╔══

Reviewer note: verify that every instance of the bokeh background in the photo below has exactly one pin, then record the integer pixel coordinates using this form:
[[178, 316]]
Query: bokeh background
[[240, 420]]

╚══
╔══

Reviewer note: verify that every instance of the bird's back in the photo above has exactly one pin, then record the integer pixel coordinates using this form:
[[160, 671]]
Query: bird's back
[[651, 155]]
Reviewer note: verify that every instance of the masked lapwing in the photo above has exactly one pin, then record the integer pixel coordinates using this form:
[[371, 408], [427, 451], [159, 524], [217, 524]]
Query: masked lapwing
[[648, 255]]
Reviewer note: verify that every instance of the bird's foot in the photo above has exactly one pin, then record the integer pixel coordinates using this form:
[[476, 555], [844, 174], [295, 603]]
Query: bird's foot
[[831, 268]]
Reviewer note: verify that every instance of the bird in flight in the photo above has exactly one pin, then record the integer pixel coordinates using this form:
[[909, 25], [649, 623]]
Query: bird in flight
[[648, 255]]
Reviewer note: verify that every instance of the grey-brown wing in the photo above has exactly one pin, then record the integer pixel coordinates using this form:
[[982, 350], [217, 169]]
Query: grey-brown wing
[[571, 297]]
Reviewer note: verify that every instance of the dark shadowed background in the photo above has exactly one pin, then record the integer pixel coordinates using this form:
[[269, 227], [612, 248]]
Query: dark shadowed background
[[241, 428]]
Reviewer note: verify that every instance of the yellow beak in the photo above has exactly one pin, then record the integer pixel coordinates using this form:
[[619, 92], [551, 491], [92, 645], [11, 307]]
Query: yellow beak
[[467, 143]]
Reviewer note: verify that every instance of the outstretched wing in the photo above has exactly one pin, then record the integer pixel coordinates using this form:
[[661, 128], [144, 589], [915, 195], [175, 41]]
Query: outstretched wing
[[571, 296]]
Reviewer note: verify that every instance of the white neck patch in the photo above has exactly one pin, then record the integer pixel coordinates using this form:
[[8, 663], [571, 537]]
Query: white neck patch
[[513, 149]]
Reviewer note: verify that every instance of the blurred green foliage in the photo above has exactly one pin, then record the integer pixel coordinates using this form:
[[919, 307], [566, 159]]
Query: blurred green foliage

╚══

[AIM OF THE TASK] Please restate the stretch from the line containing "Reviewer note: verify that every instance of the outstretched" through the line containing "Query: blurred green foliage", changing "Reviewer note" to "Checker note" and keeping everything else the same. Return only those lines.

[ANSWER FOR THE TASK]
Checker note: verify that every instance of the outstretched wing in the photo above has exactly one pin, then record the integer pixel coordinates using this form:
[[661, 128], [144, 589], [915, 195], [175, 41]]
Query: outstretched wing
[[571, 296]]
Checker note: verify that every instance of the white neck patch in the photo above has exactly one pin, then record the integer pixel coordinates using this form:
[[8, 663], [571, 537]]
Query: white neck patch
[[513, 149]]
Checker note: verify that every instance of the blurred green foliage in the photo above has exactly one pin, then record the integer pixel coordinates using this form:
[[919, 307], [566, 159]]
Query: blurred green foliage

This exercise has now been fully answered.